TASK INSTRUCTIONS -
Take the records underneath and set them down exactly.

SOURCE RECORDS -
--- START ---

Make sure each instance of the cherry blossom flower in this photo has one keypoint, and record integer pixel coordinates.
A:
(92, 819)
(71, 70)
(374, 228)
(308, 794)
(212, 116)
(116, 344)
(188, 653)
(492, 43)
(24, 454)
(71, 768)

--- END ---

ANSWER BOX -
Make sure each instance of the cherry blossom flower in this photo has one keypoint, and record integer pixel coordinates.
A:
(92, 819)
(71, 70)
(374, 228)
(308, 794)
(212, 116)
(116, 344)
(188, 653)
(492, 43)
(24, 454)
(71, 768)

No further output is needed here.